**Task**
Extract all of the entries and set them down verbatim.

**Entries shown**
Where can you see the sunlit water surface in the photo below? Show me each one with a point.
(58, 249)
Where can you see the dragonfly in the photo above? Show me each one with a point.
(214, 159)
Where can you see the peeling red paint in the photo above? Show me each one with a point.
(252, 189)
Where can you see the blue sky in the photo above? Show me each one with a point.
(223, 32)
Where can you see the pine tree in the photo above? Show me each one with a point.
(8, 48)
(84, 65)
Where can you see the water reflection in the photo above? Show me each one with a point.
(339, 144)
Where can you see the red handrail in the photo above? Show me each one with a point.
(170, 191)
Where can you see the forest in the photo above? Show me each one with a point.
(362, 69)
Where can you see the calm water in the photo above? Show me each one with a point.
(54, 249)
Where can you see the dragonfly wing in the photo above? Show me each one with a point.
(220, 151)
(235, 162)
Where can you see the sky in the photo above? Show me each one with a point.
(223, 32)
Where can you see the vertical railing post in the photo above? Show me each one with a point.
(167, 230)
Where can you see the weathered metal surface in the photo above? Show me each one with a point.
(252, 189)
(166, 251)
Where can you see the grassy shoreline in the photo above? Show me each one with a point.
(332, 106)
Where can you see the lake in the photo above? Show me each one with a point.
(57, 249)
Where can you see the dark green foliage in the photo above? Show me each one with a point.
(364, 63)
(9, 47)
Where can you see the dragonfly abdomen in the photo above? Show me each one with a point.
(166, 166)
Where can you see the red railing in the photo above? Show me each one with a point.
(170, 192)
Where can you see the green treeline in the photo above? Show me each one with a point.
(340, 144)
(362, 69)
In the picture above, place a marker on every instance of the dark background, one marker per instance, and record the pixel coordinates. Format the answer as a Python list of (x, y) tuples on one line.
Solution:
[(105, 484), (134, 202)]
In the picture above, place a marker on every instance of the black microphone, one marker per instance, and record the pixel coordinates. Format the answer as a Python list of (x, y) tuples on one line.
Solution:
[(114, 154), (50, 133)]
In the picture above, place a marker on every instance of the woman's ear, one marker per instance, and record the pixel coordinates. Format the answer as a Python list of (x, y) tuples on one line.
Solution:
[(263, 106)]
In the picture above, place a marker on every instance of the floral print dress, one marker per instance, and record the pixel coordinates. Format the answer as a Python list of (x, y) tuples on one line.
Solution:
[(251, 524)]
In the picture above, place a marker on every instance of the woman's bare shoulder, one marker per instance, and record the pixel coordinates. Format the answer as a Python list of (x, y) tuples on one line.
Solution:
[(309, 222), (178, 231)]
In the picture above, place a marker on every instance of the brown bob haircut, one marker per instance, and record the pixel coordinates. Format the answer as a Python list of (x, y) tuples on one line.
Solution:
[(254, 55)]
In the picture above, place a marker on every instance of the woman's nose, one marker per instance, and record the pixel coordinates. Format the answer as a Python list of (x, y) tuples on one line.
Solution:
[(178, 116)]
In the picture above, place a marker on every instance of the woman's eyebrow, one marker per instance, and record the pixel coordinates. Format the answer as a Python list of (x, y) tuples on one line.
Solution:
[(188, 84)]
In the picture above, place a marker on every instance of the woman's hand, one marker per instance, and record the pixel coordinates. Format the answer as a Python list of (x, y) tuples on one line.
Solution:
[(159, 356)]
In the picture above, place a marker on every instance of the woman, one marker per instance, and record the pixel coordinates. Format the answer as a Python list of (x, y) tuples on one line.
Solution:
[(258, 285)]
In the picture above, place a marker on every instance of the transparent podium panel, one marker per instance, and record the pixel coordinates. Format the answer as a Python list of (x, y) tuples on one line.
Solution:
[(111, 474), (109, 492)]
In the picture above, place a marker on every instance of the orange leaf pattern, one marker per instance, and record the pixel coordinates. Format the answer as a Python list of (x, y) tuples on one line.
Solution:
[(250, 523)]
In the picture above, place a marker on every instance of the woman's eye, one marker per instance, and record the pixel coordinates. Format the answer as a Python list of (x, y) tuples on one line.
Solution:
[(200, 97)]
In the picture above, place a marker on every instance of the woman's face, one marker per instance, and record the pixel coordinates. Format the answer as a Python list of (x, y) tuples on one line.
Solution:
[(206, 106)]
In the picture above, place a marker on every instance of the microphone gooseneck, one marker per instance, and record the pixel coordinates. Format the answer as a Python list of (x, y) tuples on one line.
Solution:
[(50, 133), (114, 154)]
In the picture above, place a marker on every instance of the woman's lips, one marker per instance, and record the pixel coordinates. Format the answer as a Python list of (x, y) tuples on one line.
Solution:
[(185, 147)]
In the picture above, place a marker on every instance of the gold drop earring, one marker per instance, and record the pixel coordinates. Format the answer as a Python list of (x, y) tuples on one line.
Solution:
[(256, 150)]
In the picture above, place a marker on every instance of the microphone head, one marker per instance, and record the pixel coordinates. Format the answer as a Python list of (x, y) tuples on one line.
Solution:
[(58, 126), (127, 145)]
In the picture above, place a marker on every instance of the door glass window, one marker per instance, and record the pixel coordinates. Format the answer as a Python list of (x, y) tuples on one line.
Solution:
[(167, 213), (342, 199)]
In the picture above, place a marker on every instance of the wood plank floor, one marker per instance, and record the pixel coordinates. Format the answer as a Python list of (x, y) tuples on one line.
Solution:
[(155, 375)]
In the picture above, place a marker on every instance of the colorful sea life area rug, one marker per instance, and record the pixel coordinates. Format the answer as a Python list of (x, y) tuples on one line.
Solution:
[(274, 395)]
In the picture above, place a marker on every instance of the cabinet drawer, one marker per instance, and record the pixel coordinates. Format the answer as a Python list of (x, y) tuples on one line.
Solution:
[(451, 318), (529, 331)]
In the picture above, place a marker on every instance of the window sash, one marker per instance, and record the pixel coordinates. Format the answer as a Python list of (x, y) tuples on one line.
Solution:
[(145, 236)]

**Problem solution**
Where can you see the sunlit water surface in the photo below? Show me each one with a point.
(58, 249)
Where can you see the dragonfly in the photo above? Show me each one with a point.
(214, 159)
Where can you see the peeling red paint in the photo above? Show me each one with a point.
(252, 189)
Where can you see the blue sky in the photo above? Show me each one with a point.
(223, 32)
Where can you see the pine tree in the photo above? Show me each one with a point.
(8, 48)
(84, 65)
Where can you see the water reflection in the photo above? Show me each one with a point.
(339, 144)
Where can you see the red handrail in the photo above? Show me each one with a point.
(170, 191)
Where can you see the forest in the photo above? Show me each one with a point.
(362, 69)
Where can you see the calm water in the photo above? Show me each one with a point.
(54, 249)
Where can you see the dragonfly wing in the photo above? Show me each one with a point.
(220, 151)
(235, 162)
Where can you see the sky in the photo above? Show me each one with a point.
(223, 32)
Where can you see the vertical railing post in the photo above? Show me each one with a point.
(167, 230)
Where can you see the weathered metal surface in the photo above? Show me each one with a point.
(252, 189)
(166, 251)
Where can you see the grassy shoreline in the photo above? Show me each one with a point.
(332, 106)
Where can you see the lake in the photo above? Show me each one with a point.
(57, 249)
Where can you see the dark green foliage in the photo above? Show me each one with a point.
(364, 63)
(9, 47)
Where can you see the dragonfly abdomen in the photo above? Show me each one with a point.
(166, 166)
Where can you see the red railing in the photo above? Show me each one with a point.
(170, 192)
Where can you see the green treeline in the photo above? Show me each one with a point.
(340, 144)
(362, 69)
In the picture above, place a marker on every instance of the dark background, one marker per instance, and record the pixel coordinates. Format the answer as a Python list of (x, y) tuples on one line.
Solution:
[(105, 484), (134, 202)]
In the picture above, place a marker on every instance of the black microphone, one marker per instance, and record the pixel coordinates. Format the answer as a Python list of (x, y) tuples on one line.
Solution:
[(114, 154), (50, 133)]
In the picture above, place a marker on every instance of the woman's ear, one marker per instance, and record the pixel coordinates. Format the answer as a Python list of (x, y) tuples on one line.
Solution:
[(263, 106)]
In the picture above, place a marker on every instance of the floral print dress, one marker per instance, and record the pixel coordinates. Format the answer as a Python list of (x, y) tuples on one line.
Solution:
[(251, 524)]
In the picture above, place a marker on every instance of the woman's bare shoulder, one marker per instance, and record the pixel coordinates. Format the answer as a Python list of (x, y) tuples on one line.
Solution:
[(309, 222), (178, 231)]
In the picture above, place a marker on every instance of the brown bob haircut, one marker per instance, and record the pixel coordinates. Format the answer as a Python list of (x, y) tuples on one line.
Solution:
[(254, 55)]
In the picture above, place a marker on every instance of the woman's nose, one marker per instance, and record the pixel coordinates. Format the answer as a Python list of (x, y) tuples on one line.
Solution:
[(178, 116)]
In the picture above, place a marker on every instance of the woman's eyebrow, one marker per instance, and record the pixel coordinates. Format the answer as a Python list of (x, y) tuples on one line.
Solution:
[(188, 84)]
In the picture above, place a marker on every instance of the woman's hand, one marker per instance, and record the pixel coordinates. Format the answer as a Python list of (x, y) tuples on one line.
Solution:
[(159, 356)]
In the picture above, place a marker on every instance of the woman, one marker per instance, and record the pixel coordinates. Format the answer as a Python list of (x, y) tuples on one line.
Solution:
[(258, 285)]
In the picture above, place a marker on every instance of the transparent podium panel, one marker per instance, and record the pixel coordinates. Format the answer as a Python list of (x, y) tuples on one line.
Solution:
[(111, 474), (109, 492)]
In the picture above, place a marker on every instance of the orange leaf pattern, one marker per instance, and record the pixel coordinates. Format the answer as a Python list of (x, y) tuples on one line.
Solution:
[(250, 523)]
In the picture above, place a marker on every instance of the woman's eye, one marker per instance, and record the pixel coordinates. Format the answer as a Python list of (x, y) tuples on one line.
Solution:
[(200, 97)]
In the picture above, place a marker on every instance of the woman's face, one marker per instance, and record the pixel coordinates. Format the answer as a Python list of (x, y) tuples on one line.
Solution:
[(206, 106)]
In the picture above, place a marker on every instance of the microphone gooseneck, one marker per instance, and record the pixel coordinates. Format the answer as a Python list of (x, y) tuples on one line.
Solution:
[(50, 133), (114, 154)]
In the picture above, place a marker on every instance of the woman's lips, one marker per instance, and record the pixel coordinates. Format the answer as a Python list of (x, y) tuples on one line.
Solution:
[(185, 147)]
In the picture above, place a marker on every instance of the gold drop earring, one marker per instance, and record the pixel coordinates. Format the answer as a Python list of (x, y) tuples on one line.
Solution:
[(256, 150)]
In the picture above, place a marker on every instance of the microphone head, one marker per instance, and record the pixel coordinates. Format the answer as a Python list of (x, y) tuples on one line.
Solution:
[(58, 126), (127, 145)]
In the picture above, place a marker on every instance of the door glass window, one marker per instance, and record the pixel coordinates. Format the answer as a Python list of (x, y) tuples on one line.
Solution:
[(167, 213), (342, 199)]
In the picture above, place a marker on every instance of the wood plank floor, one marker per instance, and record the pixel coordinates. Format the answer as a Python list of (x, y) tuples on one line.
Solution:
[(155, 375)]
In the picture above, place a marker on every instance of the colorful sea life area rug, one marker per instance, and record the pixel coordinates. Format the answer as a Python list of (x, y) tuples on one line.
Solution:
[(274, 395)]
In the picture above, place a marker on every instance of the cabinet drawer, one marker per instance, and record the pixel coordinates. Format the answer as a Python list of (x, y) tuples on one line.
Solution:
[(451, 318), (529, 331)]
In the picture above, place a marker on every instance of the window sash, one marker per instance, and record the pixel coordinates. Format the answer as a Python list of (x, y) tuples on one line.
Solution:
[(145, 236)]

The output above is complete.